YANG HARUS DIKERJAKAN
Terjemahkan ke dalam bahasa Inggris kalimat berikut dari berita tentang NUPTK guru honorer di bawah ini: "Sebab berdasarkan data PB PGRI, sebanyak 789.381 guru honorer tak bisa digaji dengan dana BOS karena tak punya NUPTK."

PENGGALAN DOKUMEN
———

Beritaindonesia.id, JAKARTA – Pemerintah diminta segera mengeluarkan kebijakan untuk memudahkan guru honorer mengurus NUPTK (Nomor Unik Pendidik dan Tenaga Kependidikan).
Hal ini penting agar kebijakan penggunaan dana BOS untuk menggaji guru honorer dengan batas maksimal 50 persen, dapat dinikmati seluruh pendidik non-PNS.
Sebab berdasarkan data PB PGRI, sebanyak 789.381 guru honorer tak bisa digaji dengan dana BOS karena tak punya NUPTK.
“Solusinya dalam dua bulan ke depan seluruh NUPTK harus diselesaikan semua, baru bisa dapat dana bos,” kata Ketua Umum Guru dan Tenaga Kependidikan Honorer Non-Kategori 35 Tahun ke Atas (GTKHNK 35+) Pusat, Nasrullah, kepada jpnn.com (grup fajar.co.id), Minggu (1/3).
Nasrullah menjelaskan bahwa sebelumnya kebijakan NUPTK tidak match dengan peraturan sekarang. Dulunya, NUPTK untuk guru honorer di sekolah negeri dipersulit karena harus ada SK dinas.
Masalahnya, setiap SK dinas dikeluarkan, harus ada insentif dari daerah. Akibatnya dinas tidak mau lagi mengeluarkan SK karena akan terikat aturan kedinasan.
Sementara sekarang, Menteri Pendidikan dan Kebudayaan Nadiem Anwar Makarim mengeluarkan Permen bahwa untuk dapat dana BOS harus ada NUPTK. Oleh karena itu, pemerintah harus sesegera mungkin menyelesaikan masalah ini.
“Semua guru-guru itu harus ada NUPTK. Jangan NUPTK hanya dipermudah untuk (guru sekolah) swasta. Pada saat begini, guru negeri yang susah lagi, mereka tidak dapat dana BOS,” jelas Nasrullah.
Pria yang belakangan menjadi penasihat bagi bagi kalangan honorer ini menyebutkan, sebelumnya ada guru sekolah negeri yang menerima honor dari dana BOS. Namun tidak berdasarkan NUPTK, melainkan mengacu ketentuan maksimal 15 persen. Itu pun bergantung kebijakan kepala sekolah.
“Sekarang Permen keluar atas NUPTK, ini bermasalah. Karena banyak yang sudah honorer puluhan tahun tidak punya NUPTK,” tukasnya.
Kondisinya berbeda dengan guru di sekolah swasta. Pada umumnya mereka punya NUPTK karena cuma memerlukan SK yayasan. Sehingga selain sertifikasi,NUPTK mereka juga dipermudah.

———

DATA YANG DIBERIKAN
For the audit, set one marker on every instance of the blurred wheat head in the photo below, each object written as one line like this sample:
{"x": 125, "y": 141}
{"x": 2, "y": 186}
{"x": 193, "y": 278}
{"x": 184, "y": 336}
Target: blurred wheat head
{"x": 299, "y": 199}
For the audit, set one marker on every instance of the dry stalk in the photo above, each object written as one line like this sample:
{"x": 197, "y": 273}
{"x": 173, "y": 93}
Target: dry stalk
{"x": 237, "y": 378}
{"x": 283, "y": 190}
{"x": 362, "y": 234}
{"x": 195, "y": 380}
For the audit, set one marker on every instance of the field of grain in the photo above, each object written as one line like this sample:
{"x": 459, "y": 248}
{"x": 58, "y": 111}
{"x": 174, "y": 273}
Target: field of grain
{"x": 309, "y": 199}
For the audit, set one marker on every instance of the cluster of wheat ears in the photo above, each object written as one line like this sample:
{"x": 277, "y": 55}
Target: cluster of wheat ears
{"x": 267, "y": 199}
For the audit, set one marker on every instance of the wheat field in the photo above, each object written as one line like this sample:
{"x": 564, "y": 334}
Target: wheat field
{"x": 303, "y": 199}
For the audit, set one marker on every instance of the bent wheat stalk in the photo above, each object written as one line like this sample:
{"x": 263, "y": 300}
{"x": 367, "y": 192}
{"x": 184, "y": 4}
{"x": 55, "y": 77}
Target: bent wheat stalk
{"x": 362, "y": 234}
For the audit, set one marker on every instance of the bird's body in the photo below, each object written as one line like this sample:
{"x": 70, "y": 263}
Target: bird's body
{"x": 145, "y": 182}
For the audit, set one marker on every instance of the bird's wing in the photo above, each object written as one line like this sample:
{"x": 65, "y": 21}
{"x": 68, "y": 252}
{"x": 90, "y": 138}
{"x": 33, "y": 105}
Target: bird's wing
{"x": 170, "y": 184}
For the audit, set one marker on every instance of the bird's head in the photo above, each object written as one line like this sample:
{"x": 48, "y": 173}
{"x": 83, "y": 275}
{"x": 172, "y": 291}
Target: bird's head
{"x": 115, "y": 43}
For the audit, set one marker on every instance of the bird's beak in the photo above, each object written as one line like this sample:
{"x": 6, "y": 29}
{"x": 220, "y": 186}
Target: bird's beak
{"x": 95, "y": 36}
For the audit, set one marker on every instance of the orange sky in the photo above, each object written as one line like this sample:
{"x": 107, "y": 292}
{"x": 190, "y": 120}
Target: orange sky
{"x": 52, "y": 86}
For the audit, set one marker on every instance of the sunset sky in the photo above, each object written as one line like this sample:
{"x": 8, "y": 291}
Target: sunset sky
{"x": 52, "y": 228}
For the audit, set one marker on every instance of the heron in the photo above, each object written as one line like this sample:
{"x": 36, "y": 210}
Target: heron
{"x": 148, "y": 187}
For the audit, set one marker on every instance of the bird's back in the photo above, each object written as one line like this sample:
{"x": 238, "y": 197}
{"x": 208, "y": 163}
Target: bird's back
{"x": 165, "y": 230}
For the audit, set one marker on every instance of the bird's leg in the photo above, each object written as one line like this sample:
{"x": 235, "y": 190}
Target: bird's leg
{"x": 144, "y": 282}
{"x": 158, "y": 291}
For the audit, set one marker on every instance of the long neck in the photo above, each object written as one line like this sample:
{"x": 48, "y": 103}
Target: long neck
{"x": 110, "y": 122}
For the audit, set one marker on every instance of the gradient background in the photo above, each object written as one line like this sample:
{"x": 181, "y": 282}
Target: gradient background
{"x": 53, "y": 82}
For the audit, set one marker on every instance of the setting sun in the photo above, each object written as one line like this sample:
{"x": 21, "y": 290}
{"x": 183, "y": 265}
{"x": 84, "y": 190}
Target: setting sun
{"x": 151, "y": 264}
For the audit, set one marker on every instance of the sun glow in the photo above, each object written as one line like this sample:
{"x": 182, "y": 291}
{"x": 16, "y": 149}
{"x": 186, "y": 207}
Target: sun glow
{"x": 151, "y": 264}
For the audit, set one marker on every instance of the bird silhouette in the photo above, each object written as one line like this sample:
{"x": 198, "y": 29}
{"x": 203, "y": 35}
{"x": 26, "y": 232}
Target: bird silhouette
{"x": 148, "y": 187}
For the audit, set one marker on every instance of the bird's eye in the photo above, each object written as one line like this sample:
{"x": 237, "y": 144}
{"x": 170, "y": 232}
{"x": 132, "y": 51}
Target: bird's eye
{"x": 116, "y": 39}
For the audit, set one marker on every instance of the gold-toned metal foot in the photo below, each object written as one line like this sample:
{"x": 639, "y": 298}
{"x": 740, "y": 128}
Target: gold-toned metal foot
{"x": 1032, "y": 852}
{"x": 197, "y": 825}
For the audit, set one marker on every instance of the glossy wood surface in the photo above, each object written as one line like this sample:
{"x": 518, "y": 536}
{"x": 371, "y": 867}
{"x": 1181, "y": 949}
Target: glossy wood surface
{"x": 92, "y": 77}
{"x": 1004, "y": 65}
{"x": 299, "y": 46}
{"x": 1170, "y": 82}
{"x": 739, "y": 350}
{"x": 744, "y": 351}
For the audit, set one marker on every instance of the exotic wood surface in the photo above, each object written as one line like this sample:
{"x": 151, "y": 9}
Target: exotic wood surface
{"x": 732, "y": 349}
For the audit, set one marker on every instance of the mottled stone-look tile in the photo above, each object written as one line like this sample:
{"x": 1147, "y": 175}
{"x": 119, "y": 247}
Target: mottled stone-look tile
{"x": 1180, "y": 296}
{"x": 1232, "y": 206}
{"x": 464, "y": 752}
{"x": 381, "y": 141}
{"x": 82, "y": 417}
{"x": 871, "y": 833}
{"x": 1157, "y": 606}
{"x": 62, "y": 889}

———

JAWABAN TUGAS
This is because, according to PB PGRI data, as many as 789,381 honorary teachers cannot be paid with BOS funds because they do not have an NUPTK.